Segment Start: RECORDS FOR THIS TASK

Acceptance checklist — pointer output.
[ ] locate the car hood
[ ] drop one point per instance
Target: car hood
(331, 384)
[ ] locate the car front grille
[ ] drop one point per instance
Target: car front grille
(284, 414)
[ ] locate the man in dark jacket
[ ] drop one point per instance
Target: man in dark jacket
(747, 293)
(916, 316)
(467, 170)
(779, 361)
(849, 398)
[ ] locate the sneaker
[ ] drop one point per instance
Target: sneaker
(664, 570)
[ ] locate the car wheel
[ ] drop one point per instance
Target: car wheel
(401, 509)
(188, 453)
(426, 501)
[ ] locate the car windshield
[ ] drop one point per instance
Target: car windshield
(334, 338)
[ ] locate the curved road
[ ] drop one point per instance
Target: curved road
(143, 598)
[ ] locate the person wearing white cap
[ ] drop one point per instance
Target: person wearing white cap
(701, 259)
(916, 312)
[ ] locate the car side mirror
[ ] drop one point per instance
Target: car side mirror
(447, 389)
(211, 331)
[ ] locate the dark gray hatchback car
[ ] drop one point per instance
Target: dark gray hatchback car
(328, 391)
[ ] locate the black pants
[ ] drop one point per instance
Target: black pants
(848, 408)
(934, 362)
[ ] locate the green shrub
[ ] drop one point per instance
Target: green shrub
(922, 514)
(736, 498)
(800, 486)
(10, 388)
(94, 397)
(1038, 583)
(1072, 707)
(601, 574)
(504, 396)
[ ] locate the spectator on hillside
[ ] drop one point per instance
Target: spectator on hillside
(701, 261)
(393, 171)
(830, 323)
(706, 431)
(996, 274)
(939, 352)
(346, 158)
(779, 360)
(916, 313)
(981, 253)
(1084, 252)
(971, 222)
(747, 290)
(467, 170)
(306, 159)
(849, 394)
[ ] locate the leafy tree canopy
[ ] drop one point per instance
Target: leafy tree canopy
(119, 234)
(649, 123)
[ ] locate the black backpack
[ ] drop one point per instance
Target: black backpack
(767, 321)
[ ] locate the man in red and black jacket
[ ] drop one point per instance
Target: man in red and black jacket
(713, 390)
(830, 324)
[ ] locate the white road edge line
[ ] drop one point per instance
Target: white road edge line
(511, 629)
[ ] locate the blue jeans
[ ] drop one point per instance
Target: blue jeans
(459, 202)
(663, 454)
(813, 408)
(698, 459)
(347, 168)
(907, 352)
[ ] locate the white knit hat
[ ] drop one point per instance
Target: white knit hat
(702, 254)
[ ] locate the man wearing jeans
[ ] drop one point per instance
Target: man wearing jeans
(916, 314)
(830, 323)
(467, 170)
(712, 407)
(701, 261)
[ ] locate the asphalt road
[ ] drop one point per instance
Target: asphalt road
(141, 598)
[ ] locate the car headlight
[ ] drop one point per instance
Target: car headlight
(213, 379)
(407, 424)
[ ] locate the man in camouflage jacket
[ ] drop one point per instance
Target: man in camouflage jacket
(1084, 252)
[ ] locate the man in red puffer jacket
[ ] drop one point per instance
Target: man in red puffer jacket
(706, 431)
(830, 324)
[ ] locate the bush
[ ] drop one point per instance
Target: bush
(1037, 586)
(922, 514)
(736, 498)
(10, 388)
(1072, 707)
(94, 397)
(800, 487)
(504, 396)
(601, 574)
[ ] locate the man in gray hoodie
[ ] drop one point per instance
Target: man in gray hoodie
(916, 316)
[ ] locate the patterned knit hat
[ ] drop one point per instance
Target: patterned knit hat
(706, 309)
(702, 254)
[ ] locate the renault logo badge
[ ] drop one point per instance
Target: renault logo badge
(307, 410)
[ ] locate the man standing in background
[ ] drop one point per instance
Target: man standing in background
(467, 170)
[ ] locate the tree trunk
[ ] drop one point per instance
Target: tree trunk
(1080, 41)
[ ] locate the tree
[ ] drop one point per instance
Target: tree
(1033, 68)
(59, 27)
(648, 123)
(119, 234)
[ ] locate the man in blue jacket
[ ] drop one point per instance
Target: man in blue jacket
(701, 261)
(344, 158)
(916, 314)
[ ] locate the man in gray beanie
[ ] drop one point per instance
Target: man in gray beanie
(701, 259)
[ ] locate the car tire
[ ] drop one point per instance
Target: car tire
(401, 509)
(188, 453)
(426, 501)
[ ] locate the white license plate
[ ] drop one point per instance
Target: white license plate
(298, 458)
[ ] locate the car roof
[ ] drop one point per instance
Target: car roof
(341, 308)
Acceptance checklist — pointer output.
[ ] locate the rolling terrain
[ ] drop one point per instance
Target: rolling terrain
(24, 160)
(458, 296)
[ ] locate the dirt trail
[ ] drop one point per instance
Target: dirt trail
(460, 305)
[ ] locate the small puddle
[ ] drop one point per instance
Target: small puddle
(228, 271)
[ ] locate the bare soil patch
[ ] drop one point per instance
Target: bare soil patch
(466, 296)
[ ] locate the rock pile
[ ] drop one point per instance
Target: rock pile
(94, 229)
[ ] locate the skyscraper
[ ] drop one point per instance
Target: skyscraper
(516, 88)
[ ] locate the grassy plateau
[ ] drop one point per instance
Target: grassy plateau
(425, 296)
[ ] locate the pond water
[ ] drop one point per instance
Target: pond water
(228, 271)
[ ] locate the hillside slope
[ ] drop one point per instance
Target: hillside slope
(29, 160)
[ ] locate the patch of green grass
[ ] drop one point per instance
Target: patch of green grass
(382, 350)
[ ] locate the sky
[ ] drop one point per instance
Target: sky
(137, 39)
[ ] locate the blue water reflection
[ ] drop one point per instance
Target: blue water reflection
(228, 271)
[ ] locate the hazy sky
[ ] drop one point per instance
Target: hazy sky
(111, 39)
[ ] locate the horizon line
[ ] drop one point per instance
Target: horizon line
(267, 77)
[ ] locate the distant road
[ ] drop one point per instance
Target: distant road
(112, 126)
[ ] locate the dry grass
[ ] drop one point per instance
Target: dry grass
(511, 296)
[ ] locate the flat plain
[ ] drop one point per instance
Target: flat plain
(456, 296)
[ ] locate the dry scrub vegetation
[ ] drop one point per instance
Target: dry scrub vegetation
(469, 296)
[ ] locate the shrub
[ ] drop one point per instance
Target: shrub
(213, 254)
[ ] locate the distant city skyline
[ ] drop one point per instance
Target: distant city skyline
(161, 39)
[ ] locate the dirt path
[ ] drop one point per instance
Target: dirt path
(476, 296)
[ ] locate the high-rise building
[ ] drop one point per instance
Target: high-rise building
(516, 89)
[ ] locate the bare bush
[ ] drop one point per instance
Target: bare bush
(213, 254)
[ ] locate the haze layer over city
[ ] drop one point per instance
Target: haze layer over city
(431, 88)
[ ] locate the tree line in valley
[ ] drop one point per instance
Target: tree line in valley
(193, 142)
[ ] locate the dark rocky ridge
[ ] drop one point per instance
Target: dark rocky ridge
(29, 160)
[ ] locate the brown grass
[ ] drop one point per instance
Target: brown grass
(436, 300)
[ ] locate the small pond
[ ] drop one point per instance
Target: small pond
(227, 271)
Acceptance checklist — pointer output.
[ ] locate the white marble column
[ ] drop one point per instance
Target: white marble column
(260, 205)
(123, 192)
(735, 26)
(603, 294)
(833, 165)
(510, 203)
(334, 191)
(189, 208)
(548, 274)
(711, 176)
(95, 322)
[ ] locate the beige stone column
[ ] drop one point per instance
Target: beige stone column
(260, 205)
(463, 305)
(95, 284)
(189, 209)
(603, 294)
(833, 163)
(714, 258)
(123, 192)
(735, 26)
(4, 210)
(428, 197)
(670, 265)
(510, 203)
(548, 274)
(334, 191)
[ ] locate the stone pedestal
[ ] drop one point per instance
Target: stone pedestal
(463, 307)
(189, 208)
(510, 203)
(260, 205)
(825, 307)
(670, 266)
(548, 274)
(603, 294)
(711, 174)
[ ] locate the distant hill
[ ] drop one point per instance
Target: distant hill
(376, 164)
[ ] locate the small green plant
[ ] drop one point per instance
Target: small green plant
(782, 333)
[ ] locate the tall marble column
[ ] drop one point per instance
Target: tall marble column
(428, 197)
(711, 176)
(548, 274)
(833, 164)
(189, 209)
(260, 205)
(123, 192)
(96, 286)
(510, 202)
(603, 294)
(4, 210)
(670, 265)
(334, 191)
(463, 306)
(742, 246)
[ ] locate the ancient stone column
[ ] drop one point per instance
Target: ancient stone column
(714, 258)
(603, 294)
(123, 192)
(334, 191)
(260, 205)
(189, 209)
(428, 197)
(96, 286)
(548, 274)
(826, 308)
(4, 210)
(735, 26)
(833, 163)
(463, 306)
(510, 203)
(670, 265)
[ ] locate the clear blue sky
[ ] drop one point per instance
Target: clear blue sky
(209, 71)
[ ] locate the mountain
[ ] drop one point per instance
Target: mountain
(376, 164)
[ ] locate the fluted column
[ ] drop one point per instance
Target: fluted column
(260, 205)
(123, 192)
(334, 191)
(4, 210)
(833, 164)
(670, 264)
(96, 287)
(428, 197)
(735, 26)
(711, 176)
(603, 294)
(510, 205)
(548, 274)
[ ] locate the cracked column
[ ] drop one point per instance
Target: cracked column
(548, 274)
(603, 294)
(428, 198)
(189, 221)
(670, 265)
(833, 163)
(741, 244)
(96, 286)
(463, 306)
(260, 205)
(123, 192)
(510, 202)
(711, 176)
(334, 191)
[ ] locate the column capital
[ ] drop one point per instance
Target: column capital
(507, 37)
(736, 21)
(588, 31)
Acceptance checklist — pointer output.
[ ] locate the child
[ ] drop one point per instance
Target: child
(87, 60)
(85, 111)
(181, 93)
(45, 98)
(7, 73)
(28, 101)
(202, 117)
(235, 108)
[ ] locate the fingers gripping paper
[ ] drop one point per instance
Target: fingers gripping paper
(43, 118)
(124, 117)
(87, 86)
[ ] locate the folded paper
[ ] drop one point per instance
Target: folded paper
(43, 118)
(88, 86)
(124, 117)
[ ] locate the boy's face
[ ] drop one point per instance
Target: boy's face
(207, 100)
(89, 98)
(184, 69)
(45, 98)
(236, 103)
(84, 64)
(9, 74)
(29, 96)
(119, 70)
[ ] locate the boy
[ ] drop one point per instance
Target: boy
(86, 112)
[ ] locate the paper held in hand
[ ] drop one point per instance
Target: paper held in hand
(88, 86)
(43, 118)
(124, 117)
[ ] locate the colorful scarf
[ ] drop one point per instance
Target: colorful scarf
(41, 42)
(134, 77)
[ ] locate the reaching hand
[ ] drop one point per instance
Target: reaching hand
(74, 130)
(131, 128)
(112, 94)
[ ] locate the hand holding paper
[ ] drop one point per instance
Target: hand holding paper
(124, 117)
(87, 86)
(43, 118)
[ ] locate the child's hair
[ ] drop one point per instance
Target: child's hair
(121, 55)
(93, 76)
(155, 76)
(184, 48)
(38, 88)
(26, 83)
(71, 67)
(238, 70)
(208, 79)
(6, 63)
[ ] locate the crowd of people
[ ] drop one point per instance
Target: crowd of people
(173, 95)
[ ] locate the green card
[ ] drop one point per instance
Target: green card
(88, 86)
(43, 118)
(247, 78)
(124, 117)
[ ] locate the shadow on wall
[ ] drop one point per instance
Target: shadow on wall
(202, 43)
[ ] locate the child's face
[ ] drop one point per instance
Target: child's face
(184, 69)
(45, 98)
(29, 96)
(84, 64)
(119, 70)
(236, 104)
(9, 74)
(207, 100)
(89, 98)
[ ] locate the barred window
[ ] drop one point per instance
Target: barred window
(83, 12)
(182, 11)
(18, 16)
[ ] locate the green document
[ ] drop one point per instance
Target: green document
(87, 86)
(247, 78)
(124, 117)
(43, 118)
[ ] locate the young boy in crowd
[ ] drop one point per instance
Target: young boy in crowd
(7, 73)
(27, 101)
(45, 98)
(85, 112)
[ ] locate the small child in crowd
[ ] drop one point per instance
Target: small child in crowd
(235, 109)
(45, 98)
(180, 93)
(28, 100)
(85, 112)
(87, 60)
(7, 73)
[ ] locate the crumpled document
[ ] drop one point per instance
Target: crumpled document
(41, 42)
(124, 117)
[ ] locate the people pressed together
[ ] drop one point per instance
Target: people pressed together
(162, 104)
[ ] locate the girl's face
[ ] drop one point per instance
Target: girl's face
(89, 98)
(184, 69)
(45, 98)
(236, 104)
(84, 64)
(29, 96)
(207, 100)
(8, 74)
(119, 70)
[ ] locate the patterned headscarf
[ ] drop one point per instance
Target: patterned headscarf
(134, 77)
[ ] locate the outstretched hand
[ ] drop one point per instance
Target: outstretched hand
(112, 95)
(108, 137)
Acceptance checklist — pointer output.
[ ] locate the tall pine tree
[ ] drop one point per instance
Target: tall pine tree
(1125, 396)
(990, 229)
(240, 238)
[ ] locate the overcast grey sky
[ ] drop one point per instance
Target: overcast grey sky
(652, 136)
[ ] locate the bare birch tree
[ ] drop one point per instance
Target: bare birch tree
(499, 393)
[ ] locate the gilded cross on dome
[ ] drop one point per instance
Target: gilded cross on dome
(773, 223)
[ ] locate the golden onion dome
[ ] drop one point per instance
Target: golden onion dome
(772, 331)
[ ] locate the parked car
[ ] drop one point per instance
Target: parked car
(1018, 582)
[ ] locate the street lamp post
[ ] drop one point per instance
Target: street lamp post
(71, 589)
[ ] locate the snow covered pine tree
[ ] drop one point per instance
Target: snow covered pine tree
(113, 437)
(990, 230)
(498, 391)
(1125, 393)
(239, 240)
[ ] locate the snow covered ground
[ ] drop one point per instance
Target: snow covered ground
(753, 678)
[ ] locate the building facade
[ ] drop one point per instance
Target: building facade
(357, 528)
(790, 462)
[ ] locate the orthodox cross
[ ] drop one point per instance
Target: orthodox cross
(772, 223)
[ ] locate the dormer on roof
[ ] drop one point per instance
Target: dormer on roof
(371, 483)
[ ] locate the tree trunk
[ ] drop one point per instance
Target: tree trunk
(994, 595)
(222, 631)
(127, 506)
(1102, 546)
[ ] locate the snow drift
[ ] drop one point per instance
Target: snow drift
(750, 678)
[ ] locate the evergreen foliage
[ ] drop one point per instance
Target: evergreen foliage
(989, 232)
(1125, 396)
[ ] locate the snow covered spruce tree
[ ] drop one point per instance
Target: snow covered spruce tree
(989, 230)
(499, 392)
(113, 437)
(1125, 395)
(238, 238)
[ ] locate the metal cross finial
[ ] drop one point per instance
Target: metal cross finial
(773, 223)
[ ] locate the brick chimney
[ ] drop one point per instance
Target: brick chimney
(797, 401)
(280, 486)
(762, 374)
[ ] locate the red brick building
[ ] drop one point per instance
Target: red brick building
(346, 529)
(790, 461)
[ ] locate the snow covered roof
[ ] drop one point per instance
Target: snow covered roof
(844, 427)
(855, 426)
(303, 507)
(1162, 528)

Segment End: RECORDS FOR THIS TASK

- WHAT YOU HAVE TO DO -
Where the line holding "Target: tall pine tree" appears in the listing above, start reproducing exactly, and end with the line holding "[ ] locate the parked car".

- ANSWER BOX -
Target: tall pine tree
(1125, 396)
(990, 229)
(240, 238)
[ ] locate the overcast grey sky
[ ] drop one point per instance
Target: overcast grey sky
(652, 136)
[ ] locate the bare birch tree
[ ] drop one point per instance
Target: bare birch tree
(499, 393)
[ ] locate the gilded cross on dome
[ ] drop one point per instance
Target: gilded cross on dome
(773, 223)
[ ] locate the golden onion dome
[ ] drop one point per instance
Target: golden onion dome
(772, 331)
[ ] locate the parked car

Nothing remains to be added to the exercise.